» **QUESTIONS TO ANSWER**:
1: In the passage on the SpyCas9 PAM/protospacer linker, where is the non-target strand cleaved when the shorter 1-bp linker is used?
2: Carry the passage on the SpyCas9 PAM/protospacer linker forward from its final sentence.

A PAM/protospacer linker exists in SpyCas9 system

It had been demonstrated that a short (1–4 nt), non-conserved linker separate the PAM and the adjacent protospacer in several other Cas9 systems such as StCas9 and NmeCas9 (42,43). Lengthening or shortening of this linker sequence will affect cleavage efficiency and cleavage site selection. Considering the result that SpyCas9 is insensitive to the mismatches in the first 2-bp PAM-proximal region, we speculate that this 2-bp sequence in SpyCas9 system may also serve as a linker between the seed region of protospacer and PAM sequence. To test this hypothesis, we designed two other DNA substrates with different linker length (Figure 2). Our results show that 3-bp linker length displays higher cleavage efficiency than that of the WT sequence, while 1-bp linker length displays lower cleavage efficiency than that of the WT sequence (Figure 2B). Sequencing of the cleavage product indicated the cleavage site of target strand by HNH domain is fixed at a position determined by guide RNA. For the non-target strand, two cleavage sites by RuvC domain exist, one between 3 and 4 nt from the PAM, the other between 4 and 5 nt from the PAM (Figure 2A). These cleavage sites are not affected when increasing the linker length to 3-bp (Figure 2A). In contrast, when shorter linker is used, although the cleavage efficiency is much lower (Figure 2B), the cleavage site is fixed between position 3 and 4 nt from the PAM (Figure 2A), suggesting an increase of cleavage specificity with shorter linker. These results indicated that SpyCas9 is tolerable to the mismatches or extra bases on PAM proximal 1–2 bp region.

Dataset entries:
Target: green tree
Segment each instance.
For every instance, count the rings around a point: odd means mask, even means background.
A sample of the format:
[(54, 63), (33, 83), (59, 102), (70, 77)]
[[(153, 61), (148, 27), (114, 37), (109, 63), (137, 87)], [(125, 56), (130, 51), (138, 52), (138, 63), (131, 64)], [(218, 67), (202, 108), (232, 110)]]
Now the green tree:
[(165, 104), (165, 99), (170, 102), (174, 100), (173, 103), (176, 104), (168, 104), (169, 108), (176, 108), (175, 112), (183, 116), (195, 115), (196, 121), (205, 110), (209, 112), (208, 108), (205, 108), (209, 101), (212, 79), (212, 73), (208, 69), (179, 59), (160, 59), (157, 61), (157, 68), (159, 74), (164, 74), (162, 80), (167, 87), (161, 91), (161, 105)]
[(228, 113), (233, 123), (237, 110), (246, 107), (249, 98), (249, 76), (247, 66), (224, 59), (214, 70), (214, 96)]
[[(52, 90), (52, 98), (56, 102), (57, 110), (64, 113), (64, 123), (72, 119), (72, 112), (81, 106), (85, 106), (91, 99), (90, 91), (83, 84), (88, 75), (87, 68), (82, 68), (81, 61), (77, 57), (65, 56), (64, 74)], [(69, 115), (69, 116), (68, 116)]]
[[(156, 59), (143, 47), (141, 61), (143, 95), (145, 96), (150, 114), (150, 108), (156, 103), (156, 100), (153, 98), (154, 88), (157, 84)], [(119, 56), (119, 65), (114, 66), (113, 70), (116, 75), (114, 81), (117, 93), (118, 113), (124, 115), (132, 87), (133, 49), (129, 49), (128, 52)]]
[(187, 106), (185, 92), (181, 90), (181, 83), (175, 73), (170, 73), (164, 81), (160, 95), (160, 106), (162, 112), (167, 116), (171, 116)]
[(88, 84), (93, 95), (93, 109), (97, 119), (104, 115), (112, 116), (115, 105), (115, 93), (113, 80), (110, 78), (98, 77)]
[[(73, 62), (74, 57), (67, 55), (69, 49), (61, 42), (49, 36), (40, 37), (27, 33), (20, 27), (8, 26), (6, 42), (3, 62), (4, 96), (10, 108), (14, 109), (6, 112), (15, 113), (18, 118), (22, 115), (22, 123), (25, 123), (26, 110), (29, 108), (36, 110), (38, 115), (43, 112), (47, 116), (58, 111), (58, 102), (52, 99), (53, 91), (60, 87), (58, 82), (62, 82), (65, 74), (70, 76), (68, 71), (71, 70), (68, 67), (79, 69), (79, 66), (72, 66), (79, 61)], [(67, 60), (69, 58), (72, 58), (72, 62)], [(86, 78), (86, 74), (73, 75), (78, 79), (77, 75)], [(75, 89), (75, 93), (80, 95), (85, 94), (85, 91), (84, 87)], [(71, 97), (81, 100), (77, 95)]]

» **ANSWERS TO THE TASKS**:
1: Between positions 3 and 4 nt from the PAM.

2:
Figure 2.

Figure 2.

(A) Mapping of the cleavage sites in target and non-target strand of the target DNA with different linker length; (B) Digestion of the target DNA with different linker length by Cas9–sgRNA complex.

The arginine-rich bridge helix and the immobilized seed region of sgRNA plays key role in the initiation of R-loop

To examine the detailed requirement of the seed region in protospacers, consecutive dinucleotides transversion mismatch sequences with 1 nt step size of target DNA were designed to study the tolerance of SpyCas9 for mismatched target sites (Supplementary Figure S1B). It could be found that nucleotides 3–7 of PAM-proximal region in the target strand are positions most sensitive to mismatches (Supplementary Figure S1C). High resolution structures of sgRNA–Cas9 complex with and without target DNA indicated that the nucleotides of sgRNA in this region were immobilized by a highly conserved arginine-rich bridge helix (24,25,27). Direct docking of standard B-form duplex DNA onto the Cas9–sgRNA complex indicates the clear interference of DNA by the bridge helix (Figure 3A). We thus speculated that the initiation of R-loop structure requires the disruption of DNA duplex by this bridge helix and its associated sgRNA sequences. To test this hypothesis, we conducted several single-site mutation studies on Cas9 in this region. As seen in Figure 3B, the E60A, R66A, R70A and R74A mutations reduced the cleavage activities of SpyCas9. And R66A/R70A/R74A triple mutation totally eliminated the cleavage activities of Cas9. These results strongly suggest that the arginine-rich bridge helix and its combined seed-region of sgRNA are important for the R-loop initiation.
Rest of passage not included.